- [What this task involves]: Pull every line with "pixels" from the entries below.

- [Provided records]:
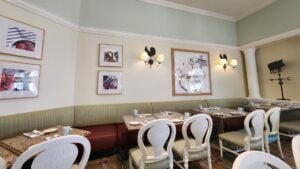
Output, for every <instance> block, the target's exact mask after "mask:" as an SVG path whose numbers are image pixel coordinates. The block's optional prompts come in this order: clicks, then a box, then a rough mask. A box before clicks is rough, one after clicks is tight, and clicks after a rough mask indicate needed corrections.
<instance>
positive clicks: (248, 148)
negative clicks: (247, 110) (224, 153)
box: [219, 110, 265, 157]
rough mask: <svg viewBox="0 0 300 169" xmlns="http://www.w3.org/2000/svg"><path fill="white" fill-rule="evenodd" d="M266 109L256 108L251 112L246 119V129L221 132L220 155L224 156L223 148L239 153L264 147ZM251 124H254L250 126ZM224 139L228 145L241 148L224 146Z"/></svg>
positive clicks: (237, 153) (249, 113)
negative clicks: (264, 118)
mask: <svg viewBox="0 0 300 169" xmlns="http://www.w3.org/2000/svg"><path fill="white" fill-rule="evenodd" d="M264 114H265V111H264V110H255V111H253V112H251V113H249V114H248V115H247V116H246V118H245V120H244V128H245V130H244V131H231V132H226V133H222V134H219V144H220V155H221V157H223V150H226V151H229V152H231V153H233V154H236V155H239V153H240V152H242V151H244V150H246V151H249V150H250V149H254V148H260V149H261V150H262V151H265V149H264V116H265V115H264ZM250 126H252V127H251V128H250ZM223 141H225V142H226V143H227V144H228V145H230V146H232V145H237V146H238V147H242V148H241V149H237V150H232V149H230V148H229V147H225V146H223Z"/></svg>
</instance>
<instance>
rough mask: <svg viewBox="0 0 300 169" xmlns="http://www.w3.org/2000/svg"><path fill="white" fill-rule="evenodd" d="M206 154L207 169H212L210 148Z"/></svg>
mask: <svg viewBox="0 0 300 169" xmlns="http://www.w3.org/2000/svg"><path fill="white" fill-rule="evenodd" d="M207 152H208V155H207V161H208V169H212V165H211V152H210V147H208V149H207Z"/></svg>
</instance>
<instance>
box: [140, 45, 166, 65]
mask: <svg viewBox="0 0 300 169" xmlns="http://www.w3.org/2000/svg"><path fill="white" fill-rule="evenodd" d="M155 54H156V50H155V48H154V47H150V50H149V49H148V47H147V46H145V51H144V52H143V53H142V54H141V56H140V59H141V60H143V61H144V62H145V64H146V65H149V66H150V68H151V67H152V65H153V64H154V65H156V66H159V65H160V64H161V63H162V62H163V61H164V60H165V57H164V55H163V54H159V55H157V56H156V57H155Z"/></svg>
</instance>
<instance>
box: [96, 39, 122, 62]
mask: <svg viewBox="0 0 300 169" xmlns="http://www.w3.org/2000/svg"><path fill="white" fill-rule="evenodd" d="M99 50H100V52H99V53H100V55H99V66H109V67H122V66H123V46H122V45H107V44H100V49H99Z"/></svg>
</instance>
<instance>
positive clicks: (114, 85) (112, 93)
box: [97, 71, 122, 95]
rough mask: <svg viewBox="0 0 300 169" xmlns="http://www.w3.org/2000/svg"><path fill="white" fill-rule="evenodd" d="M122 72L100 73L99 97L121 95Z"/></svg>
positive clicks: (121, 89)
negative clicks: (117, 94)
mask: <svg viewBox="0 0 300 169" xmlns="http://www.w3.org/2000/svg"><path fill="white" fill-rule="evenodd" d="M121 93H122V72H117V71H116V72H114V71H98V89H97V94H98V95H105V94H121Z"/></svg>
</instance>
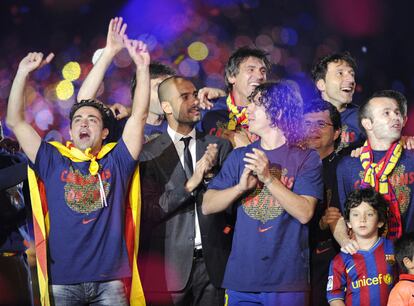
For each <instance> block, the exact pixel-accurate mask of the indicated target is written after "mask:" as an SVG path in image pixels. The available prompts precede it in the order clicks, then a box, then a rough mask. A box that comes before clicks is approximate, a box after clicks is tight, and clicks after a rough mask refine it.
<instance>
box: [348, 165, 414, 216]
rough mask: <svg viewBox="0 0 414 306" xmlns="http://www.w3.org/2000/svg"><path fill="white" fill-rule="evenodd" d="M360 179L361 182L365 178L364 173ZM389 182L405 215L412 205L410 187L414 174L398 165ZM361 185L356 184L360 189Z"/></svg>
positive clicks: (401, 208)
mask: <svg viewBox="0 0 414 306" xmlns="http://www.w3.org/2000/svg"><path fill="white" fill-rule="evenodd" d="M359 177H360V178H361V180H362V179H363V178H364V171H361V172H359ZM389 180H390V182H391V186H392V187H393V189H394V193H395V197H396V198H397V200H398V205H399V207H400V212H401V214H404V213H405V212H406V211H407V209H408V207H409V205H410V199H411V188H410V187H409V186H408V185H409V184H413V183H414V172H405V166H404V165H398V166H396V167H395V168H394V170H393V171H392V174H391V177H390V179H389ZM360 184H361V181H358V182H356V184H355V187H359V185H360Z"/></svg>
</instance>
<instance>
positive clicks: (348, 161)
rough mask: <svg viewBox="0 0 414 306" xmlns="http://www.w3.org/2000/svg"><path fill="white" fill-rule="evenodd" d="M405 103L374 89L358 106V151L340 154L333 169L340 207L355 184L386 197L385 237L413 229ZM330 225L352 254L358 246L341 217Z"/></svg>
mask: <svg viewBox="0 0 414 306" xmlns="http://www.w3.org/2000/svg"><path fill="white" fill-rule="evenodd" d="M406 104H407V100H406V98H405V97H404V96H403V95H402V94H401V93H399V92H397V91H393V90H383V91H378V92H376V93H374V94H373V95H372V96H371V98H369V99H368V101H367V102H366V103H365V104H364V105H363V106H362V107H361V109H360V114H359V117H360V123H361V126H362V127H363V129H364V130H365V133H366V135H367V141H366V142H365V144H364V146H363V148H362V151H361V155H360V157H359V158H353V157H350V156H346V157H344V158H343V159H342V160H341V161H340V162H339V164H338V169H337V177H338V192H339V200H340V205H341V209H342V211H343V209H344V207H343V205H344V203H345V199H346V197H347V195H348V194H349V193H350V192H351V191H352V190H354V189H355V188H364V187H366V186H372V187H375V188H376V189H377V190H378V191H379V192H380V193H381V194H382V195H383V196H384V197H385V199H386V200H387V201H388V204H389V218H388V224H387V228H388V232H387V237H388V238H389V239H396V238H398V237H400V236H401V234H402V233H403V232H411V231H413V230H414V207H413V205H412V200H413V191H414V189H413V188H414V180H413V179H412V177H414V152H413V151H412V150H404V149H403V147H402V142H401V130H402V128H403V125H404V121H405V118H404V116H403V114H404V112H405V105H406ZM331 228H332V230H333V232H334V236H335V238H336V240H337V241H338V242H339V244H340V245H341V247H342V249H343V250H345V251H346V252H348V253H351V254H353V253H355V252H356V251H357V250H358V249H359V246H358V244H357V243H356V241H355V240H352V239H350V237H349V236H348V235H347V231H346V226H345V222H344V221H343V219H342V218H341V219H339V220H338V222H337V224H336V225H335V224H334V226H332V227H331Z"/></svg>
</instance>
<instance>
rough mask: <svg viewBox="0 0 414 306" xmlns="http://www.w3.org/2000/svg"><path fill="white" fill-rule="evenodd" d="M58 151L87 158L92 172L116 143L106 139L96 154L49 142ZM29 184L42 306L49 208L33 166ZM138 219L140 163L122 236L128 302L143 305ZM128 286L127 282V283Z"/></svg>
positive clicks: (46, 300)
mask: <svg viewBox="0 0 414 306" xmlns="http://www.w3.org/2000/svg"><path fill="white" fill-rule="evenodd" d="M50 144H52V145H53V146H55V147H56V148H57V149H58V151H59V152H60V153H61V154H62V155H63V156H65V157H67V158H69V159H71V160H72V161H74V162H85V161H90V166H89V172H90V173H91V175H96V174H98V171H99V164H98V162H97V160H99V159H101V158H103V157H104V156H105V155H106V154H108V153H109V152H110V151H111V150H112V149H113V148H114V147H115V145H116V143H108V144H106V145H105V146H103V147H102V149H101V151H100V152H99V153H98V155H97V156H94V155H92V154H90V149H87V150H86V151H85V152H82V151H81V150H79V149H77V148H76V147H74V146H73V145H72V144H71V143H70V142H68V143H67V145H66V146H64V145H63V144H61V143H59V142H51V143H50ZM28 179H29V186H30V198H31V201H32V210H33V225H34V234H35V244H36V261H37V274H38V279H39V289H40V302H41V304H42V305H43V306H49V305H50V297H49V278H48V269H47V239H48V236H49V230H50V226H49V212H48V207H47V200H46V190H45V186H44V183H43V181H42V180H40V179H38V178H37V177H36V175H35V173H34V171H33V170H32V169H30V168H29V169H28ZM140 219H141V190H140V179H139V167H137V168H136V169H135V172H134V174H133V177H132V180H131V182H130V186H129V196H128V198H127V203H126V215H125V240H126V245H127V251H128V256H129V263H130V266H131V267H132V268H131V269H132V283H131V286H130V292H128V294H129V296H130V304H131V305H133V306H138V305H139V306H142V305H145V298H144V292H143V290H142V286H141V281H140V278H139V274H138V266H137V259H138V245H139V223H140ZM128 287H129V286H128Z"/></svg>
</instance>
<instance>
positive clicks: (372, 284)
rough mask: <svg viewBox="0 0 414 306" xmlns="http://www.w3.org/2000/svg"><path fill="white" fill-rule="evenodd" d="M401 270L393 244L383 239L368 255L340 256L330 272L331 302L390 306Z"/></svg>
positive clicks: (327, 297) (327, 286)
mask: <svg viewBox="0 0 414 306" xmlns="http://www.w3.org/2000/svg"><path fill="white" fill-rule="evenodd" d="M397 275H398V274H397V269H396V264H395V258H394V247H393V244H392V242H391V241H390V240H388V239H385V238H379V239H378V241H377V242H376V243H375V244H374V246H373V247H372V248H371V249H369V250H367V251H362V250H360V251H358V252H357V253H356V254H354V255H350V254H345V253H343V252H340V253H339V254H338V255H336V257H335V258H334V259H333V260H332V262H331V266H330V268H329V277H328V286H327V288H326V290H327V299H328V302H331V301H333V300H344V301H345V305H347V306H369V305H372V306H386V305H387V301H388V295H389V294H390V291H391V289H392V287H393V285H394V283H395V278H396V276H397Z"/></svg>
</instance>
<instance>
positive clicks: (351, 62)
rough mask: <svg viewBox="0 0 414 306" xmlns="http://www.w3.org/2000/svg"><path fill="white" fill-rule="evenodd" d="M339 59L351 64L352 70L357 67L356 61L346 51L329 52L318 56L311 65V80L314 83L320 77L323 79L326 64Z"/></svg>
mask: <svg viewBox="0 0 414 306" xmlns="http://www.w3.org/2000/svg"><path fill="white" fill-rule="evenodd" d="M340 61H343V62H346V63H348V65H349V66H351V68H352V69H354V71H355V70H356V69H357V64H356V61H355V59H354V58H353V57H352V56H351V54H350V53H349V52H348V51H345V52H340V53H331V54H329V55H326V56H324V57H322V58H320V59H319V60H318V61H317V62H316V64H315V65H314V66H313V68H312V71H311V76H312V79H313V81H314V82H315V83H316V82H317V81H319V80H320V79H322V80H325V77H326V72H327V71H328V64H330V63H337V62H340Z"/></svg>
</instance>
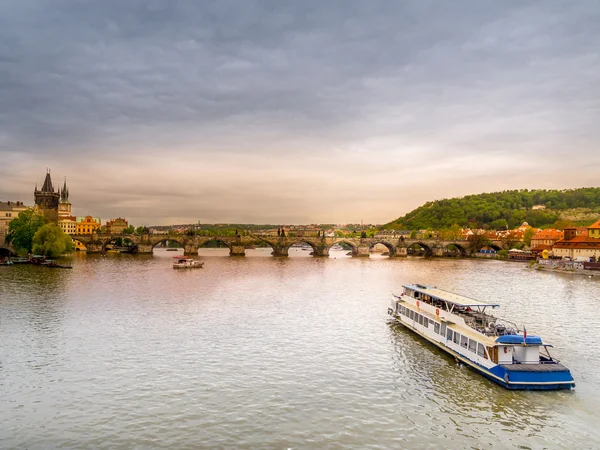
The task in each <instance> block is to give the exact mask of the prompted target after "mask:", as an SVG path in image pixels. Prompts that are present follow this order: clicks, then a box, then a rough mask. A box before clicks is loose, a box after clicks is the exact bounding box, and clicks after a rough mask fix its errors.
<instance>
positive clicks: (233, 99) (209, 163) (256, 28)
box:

- [Completed task]:
For each <instance> block, the exact pixel-accurate mask of the indicated target is written after "mask:" as an SVG path in image pixels. The available prompts precede it in the order clicks, then a box, then a rough mask. A box that comes before clicks is approximate, a box after clicks is tight, and clicks after a rough mask refine it.
The task in each <instance> block is to give the exact mask of the prompted target after "mask:", as an SVG path in image pixels. Prompts that are present follow this order: clicks, then a box, then a rough mask. A box before clicks is loose, a box after clicks is the exact bounding box, and clicks after a rough mask fix its errors.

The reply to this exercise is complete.